#### STUDY MATERIAL:
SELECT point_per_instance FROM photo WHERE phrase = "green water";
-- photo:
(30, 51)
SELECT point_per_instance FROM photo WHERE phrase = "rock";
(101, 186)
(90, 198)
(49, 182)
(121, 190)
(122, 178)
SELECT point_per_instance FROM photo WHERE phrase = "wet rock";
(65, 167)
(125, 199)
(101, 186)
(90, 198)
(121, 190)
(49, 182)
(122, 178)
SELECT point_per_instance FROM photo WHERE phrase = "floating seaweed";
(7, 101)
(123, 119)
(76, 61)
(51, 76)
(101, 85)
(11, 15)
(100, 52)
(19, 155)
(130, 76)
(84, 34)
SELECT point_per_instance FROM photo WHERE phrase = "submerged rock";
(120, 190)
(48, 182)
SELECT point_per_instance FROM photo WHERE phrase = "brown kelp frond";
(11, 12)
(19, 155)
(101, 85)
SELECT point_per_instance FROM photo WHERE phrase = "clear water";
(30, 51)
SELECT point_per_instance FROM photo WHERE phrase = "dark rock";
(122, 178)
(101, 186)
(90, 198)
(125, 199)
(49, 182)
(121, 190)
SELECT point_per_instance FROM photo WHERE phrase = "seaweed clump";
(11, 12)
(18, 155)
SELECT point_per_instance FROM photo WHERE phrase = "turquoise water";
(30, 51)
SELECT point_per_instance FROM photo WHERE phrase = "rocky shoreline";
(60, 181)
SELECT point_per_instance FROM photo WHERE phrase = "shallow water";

#### REQUIREMENT:
The full set of lines above should be retyped without a single change.

#### EXERCISE SOLUTION:
SELECT point_per_instance FROM photo WHERE phrase = "green water";
-- photo:
(30, 51)
SELECT point_per_instance FROM photo WHERE phrase = "rock";
(101, 186)
(90, 198)
(49, 182)
(121, 190)
(122, 178)
SELECT point_per_instance FROM photo WHERE phrase = "wet rock";
(65, 167)
(125, 199)
(101, 186)
(90, 198)
(121, 190)
(49, 182)
(122, 178)
SELECT point_per_instance FROM photo WHERE phrase = "floating seaweed";
(7, 101)
(123, 119)
(76, 61)
(51, 76)
(101, 85)
(11, 15)
(100, 52)
(19, 155)
(130, 76)
(84, 34)
SELECT point_per_instance FROM photo WHERE phrase = "submerged rock";
(120, 190)
(48, 182)
SELECT point_per_instance FROM photo WHERE phrase = "brown kelp frond";
(11, 12)
(19, 155)
(101, 85)
SELECT point_per_instance FROM photo WHERE phrase = "clear water";
(30, 51)
SELECT point_per_instance FROM photo WHERE phrase = "dark rock";
(122, 178)
(101, 186)
(90, 198)
(125, 199)
(49, 182)
(121, 190)
SELECT point_per_instance FROM photo WHERE phrase = "seaweed clump";
(11, 12)
(18, 155)
SELECT point_per_instance FROM photo WHERE phrase = "turquoise water";
(30, 51)
SELECT point_per_instance FROM photo WHERE phrase = "rocky shoreline";
(60, 181)
SELECT point_per_instance FROM photo WHERE phrase = "shallow water";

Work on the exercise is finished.